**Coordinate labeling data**
☆ ☆ ☆ ☆ ☆ ☆ ☆
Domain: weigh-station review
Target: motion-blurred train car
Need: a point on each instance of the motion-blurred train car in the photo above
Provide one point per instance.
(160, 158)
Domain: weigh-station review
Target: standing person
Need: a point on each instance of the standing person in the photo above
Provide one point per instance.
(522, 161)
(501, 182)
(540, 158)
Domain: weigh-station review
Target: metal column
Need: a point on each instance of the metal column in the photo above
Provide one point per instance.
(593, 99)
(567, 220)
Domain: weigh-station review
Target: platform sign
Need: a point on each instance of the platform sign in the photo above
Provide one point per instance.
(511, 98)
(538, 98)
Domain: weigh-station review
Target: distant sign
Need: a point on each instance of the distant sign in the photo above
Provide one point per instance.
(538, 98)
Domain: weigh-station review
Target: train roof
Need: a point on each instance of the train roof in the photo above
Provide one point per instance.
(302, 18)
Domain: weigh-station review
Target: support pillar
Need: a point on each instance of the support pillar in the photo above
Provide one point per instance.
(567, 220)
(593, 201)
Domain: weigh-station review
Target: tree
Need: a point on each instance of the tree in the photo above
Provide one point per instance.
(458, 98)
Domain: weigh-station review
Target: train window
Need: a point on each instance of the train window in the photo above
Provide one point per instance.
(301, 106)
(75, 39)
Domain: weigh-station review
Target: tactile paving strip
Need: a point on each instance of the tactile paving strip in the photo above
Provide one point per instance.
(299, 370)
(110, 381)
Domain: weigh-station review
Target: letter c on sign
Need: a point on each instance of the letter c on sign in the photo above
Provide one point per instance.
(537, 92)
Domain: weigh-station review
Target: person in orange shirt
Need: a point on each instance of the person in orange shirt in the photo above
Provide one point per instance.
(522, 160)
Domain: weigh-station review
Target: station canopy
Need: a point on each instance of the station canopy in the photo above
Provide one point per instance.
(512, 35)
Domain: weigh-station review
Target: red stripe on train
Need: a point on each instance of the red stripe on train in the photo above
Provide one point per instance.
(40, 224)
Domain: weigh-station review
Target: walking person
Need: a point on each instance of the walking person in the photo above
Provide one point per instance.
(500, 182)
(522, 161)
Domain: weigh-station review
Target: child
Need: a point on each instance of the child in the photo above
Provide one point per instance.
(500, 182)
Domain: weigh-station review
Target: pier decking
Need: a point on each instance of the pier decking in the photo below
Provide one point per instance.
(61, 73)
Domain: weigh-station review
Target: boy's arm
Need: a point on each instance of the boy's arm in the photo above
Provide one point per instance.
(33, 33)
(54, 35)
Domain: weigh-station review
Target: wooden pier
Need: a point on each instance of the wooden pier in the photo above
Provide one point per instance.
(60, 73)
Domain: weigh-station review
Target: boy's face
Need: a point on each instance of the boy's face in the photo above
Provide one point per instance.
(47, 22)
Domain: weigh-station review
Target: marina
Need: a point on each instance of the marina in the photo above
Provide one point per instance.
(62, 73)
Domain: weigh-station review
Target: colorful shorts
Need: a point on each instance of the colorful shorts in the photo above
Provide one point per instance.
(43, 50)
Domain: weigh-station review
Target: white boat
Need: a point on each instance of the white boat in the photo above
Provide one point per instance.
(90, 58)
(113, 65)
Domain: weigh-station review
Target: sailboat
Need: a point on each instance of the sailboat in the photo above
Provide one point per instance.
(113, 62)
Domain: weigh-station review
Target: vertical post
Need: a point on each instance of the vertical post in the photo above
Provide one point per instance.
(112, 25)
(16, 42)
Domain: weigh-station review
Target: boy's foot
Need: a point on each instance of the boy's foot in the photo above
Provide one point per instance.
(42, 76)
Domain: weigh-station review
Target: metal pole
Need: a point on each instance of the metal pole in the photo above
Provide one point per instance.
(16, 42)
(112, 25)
☆ ☆ ☆ ☆ ☆ ☆ ☆
**What the exercise asks**
Every entry must be output again, exactly as written above.

**Solved exercise**
Domain: weigh-station review
Target: motion-blurred train car
Need: a point on each instance of the motion-blurred train car in the photo above
Provide one point per instance.
(160, 158)
Domain: weigh-station review
Target: standing person
Need: a point on each instance of the standing person in the photo above
Provide one point per instance.
(522, 161)
(501, 182)
(540, 158)
Domain: weigh-station review
Target: metal column
Need: a point on each instance of the metal column in the photo above
Provide one point per instance.
(593, 99)
(567, 220)
Domain: weigh-station review
Target: platform sign
Need: a point on each instance of the platform sign in the photo above
Provide one point per instance.
(511, 98)
(538, 98)
Domain: weigh-station review
Target: distant sign
Need: a point on each instance of the distant sign in the photo above
Provide one point per instance.
(538, 98)
Domain: weigh-station review
Target: train roof
Need: a point on each instance of the train roof in the photo above
Provide one point per instance.
(302, 18)
Domain: weigh-station review
Target: support pillar
Need: a point on each instance of the support pillar in the photo above
Provide one point per instance.
(567, 220)
(593, 201)
Domain: weigh-station review
Target: tree
Need: a point on each instance of the tree in the photo above
Provide one point per instance.
(458, 98)
Domain: weigh-station review
Target: train window
Need: a point on each instance of the train window in the photo above
Provide one point per instance.
(301, 106)
(75, 39)
Domain: weigh-station review
Target: tactile paving strip
Need: a point on each instance of the tactile paving strip in the photo above
Provide one point per instance.
(299, 370)
(110, 381)
Domain: weigh-station review
Target: letter c on sign
Need: a point on each instance of the letter c on sign in the photo above
Provide one point per instance.
(537, 92)
Domain: weigh-station review
Target: person in orange shirt
Need: a point on each instance of the person in orange shirt in the photo above
Provide one point per instance.
(522, 160)
Domain: weigh-station review
Target: station canopy
Need: a point on each instance of the station canopy in the photo above
Provide one point per instance.
(512, 35)
Domain: weigh-station review
Target: red stripe on train
Need: a point on each instance of the red stripe on train in the photo above
Provide one point per instance.
(40, 224)
Domain: weigh-station review
Target: walking person
Need: a point on each instance of the walking person in the photo above
Provide one point per instance.
(500, 182)
(522, 161)
Domain: weigh-station review
Target: child
Need: a point on each instance of the child in the photo above
Provide one point per instance.
(500, 182)
Domain: weigh-station review
Target: pier decking
Need: a point on each instance of the pier decking in the photo below
Provide one point per instance.
(61, 73)
Domain: weigh-station review
Target: boy's arm
Need: a point on each instance of the boy's arm in the photo above
Provide one point per instance.
(33, 33)
(54, 35)
Domain: weigh-station review
Target: wooden pier
Need: a point on each instance of the wooden pier in the photo above
Provide one point per instance.
(60, 73)
Domain: weigh-station review
Target: boy's face
Need: a point on each instance of the boy's face in the photo above
Provide one point per instance.
(47, 22)
Domain: weigh-station review
Target: marina
Need: a point on each instance of the marina in the photo above
Provide one point per instance.
(62, 73)
Domain: weigh-station review
Target: colorful shorts
Need: a point on each instance of the colorful shorts in the photo above
Provide one point per instance.
(43, 50)
Domain: weigh-station review
Target: white boat
Need: a point on each instance of the white boat in the photo above
Provide one point per instance.
(90, 58)
(113, 65)
Domain: weigh-station review
Target: sailboat
Need: a point on each instance of the sailboat in the photo above
Provide one point per instance.
(113, 62)
Domain: weigh-station review
Target: vertical post
Need: a point on each instance of the vertical post in the photo above
Provide one point per instance.
(112, 25)
(16, 42)
Domain: weigh-station review
Target: boy's foot
Need: a point on each instance of the boy's foot in the photo above
Provide one point per instance.
(42, 76)
Domain: weigh-station review
Target: metal pole
Need: a point on each instance of the metal pole in the photo above
Provide one point per instance.
(16, 42)
(112, 25)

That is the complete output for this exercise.